> _Exercise requirements_
a) In the passage on the Tumkur University colleges, rewrite the section from "University College of Arts and" to "College of Arts.", substituting "Government College of Arts" for "Government Arts College".
b) According to the passage on the Tumkur University colleges, in what year was the Government Science College bifurcated?
++++ Reading text ++++
The college has an area of 90 acres and the infrastructure is about 98,800 sq. ft. In 2009, the Government Science College was handed over to Tumkur University, when it was renamed as University College of Science. Presently, it is one of the two constituent colleges of Tumkur University.

University College of Arts and commerce 

The Government Science College was bifurcated in 1974 into Government Arts College and Government Science College. In 2009, Tumkur University recognised the college as a constituent college of the university and renamed it University College of Arts.

Over the years, the institution has been offering courses in Arts & Commerce. At present, the college has 42 teaching, and 20 non-teaching staff. Nearly 3000 students are pursuing their education in the Arts and Commerce streams. Situated in a sprawling 25-acre plot, the college houses 25 spacious lecture halls, a library with more than 50,000 titles and 55,000 volumes of books on different disciplines, along with journals, magazines, newspapers and a reading and reference section. The college also has indoor and outdoor stadia administered by the Youth Services and Sports Department of the Government of Karnataka.  It also has a unit of the National Cadet Corps and the National Service Scheme.
++++ Entries ++++
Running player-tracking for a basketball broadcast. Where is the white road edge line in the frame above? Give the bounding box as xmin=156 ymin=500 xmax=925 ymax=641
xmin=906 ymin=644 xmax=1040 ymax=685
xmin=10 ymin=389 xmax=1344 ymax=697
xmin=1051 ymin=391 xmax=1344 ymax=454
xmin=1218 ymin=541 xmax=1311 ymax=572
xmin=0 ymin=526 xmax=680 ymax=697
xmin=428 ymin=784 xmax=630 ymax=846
++++
++++ Entries ++++
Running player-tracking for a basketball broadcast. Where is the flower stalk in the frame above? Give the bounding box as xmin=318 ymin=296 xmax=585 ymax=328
++++
++++ Entries ++++
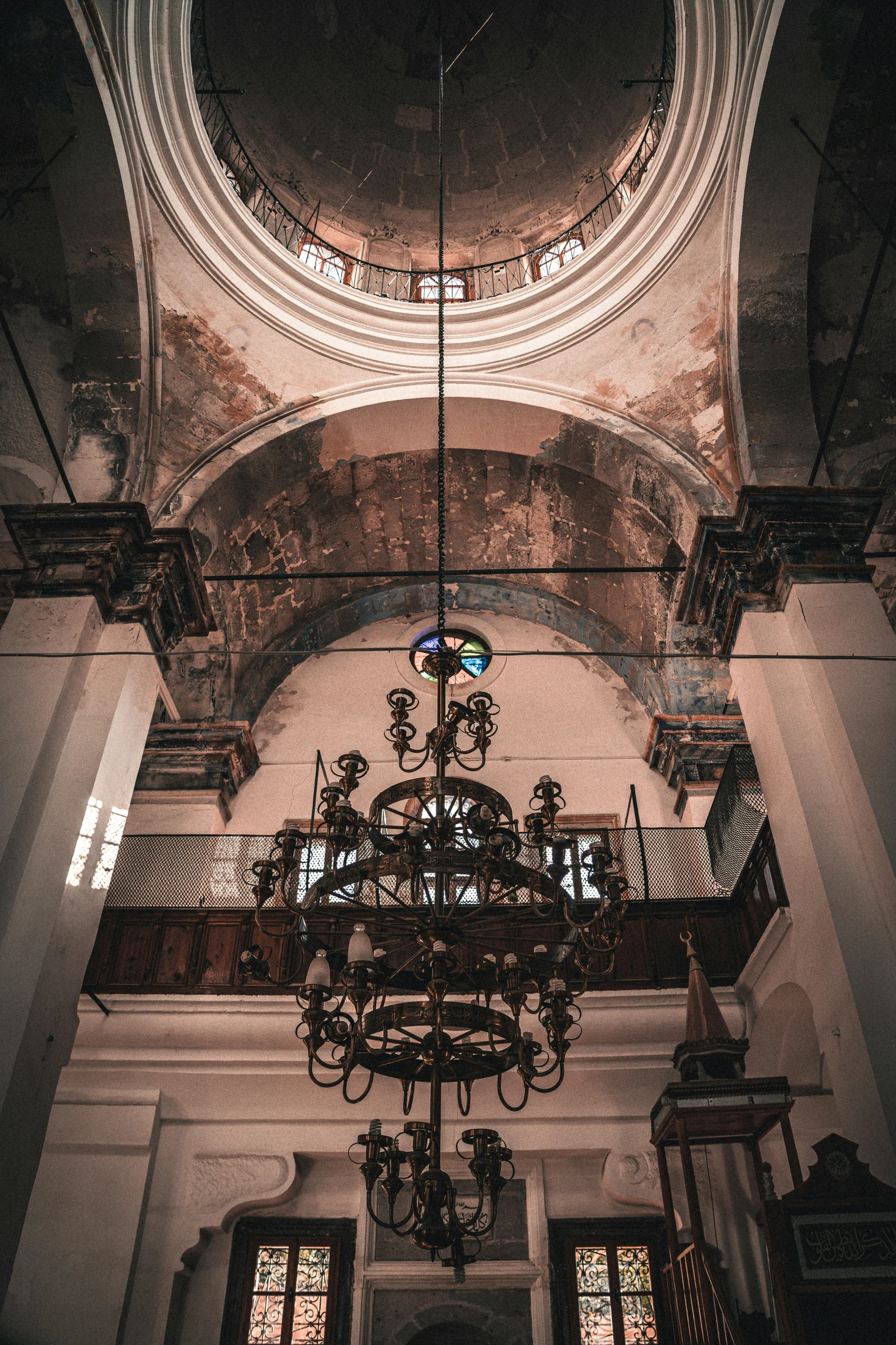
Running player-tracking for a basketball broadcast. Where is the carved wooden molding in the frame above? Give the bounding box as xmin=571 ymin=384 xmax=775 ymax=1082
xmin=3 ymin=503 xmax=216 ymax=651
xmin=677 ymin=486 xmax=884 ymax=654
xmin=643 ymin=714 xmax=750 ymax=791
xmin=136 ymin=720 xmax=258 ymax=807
++++
> _Results_
a)
University College of Arts and commerce 

The Government Science College was bifurcated in 1974 into Government College of Arts and Government Science College. In 2009, Tumkur University recognised the college as a constituent college of the university and renamed it University College of Arts.

b) 1974